L’universitaire Jin Canrong propose des obligations en RMB pour financer les importations chinoises de produits asiatiques et remplacer la demande américaine pour ceux-ci. Je ne sais si vous percevez le désarroi actuel de nos propagandistes «atlantistes». Ils ne sont pas aveugles même s’ils veulent nous frapper de cécité : Alain Madelin hier était à deux doigts de l’explosion en commentant la manière dont la Chine est en train de rallier toute l’Asie aux vertus du libre-échange «rationalisé» face au protectionnisme autoritaire de Trump. Je n’aurais rien contre a-t-il dit si ce n’était pas un pays communiste (il a dit «totalitaire») qui prend la tête de cette mondialisation… Avec des tarifs douaniers de rétorsion qui ébranlent déjà les fondations du commerce mondial, les nations d’Asie du Sud-Est se retrouvent à marcher sur une corde raide entre deux géants. En fait le projet n’est pas le même. Beaucoup d’entre elles, qui ont déjà des investissements et des infrastructures communs avec les entreprises chinoises, et le gouvernement chinois résistent et même pour d’autres semblent résister à l’influence américaine. Trump ne cache même pas son projet impérialiste et raciste qui suit avec brutalité celui de Biden, Obama : rendre à l’Occident sa suprématie. C’est en fait le seul point d’accord qui soit ressorti de la négociation Trump-Meloni. Oui qu’est-ce que l’occident pour la Russie, pour l’UE ? Et pour ceux d’Asie, à un niveau de «développement» comparable et encore plus ceux dont le destin qui les voue à la colonisation est clair… la Chine leur dit à tous y compris à nous : personne n’a rien à gagner à négocier son asservissement…

Le secrétaire général du Comité central du Parti communiste du Viêt Nam Tô Lâm et le secrétaire
général du Comité central du Parti communiste chinois et président chinois, Xi Jinping, ont
consulté le 14 avril les documents de coopération signés entre les deux pays.
Note de Guancha : Le président chinois Xi Jinping effectuera des visites d’État au Vietnam et au Cambodge du 14 au 18 avril. Il s’agit de la première visite à l’étranger de Xi cette année, après la Conférence centrale sur le travail lié aux pays voisins qui s’est tenue à Pékin les 8 et 9 avril. Interrogé sur le message central de cette réunion, le professeur Jin Canrong de l’Université Renmin, un éminent analyste chinois souvent cité dans les médias occidentaux, a déclaré au site chinois «Observateur» (guancha.cn) que Pékin tendrait la main à ses partenaires commerciaux asiatiques pour amortir l’impact des droits de douane américains. La Chine poursuivra ses investissements en Asie, a déclaré Jin, mais augmentera également la demande intérieure pour acheter davantage à ses partenaires commerciaux asiatiques. Les pays de l’ASEAN pourraient acheter des obligations d’État chinoises libellées en RMB, et la Chine pourrait utiliser le produit de la vente pour importer davantage, remplaçant dans une certaine mesure la demande américaine. Voici les remarques de Jin :
Cette réunion sur le travail lié aux pays voisins s’est tenue dans un contexte de situation mondiale grave causée par la guerre tarifaire gratuite des États-Unis. Cela a montré que nous espérons faire de ce travail une priorité encore plus élevée dans la stratégie mondiale de notre pays.

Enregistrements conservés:

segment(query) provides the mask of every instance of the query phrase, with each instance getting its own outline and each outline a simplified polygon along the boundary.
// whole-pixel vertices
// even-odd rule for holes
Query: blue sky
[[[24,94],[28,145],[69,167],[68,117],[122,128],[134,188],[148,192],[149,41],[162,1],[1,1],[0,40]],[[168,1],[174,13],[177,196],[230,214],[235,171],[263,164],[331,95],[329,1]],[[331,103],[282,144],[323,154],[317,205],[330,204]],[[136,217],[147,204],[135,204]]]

CONSIGNE:
Répondez aux questions suivantes d'après l'extrait.
1. Quel mot Alain Madelin a-t-il employé pour désigner la Chine, selon l'extrait ?
2. À quelles dates Xi Jinping effectuera-t-il des visites d'État au Vietnam et au Cambodge ?
3. Dans quelle université Jin Canrong est-il professeur ?

RÉSULTAT ATTENDU:
1. Le mot «totalitaire».
2. Du 14 au 18 avril.
3. À l'Université Renmin.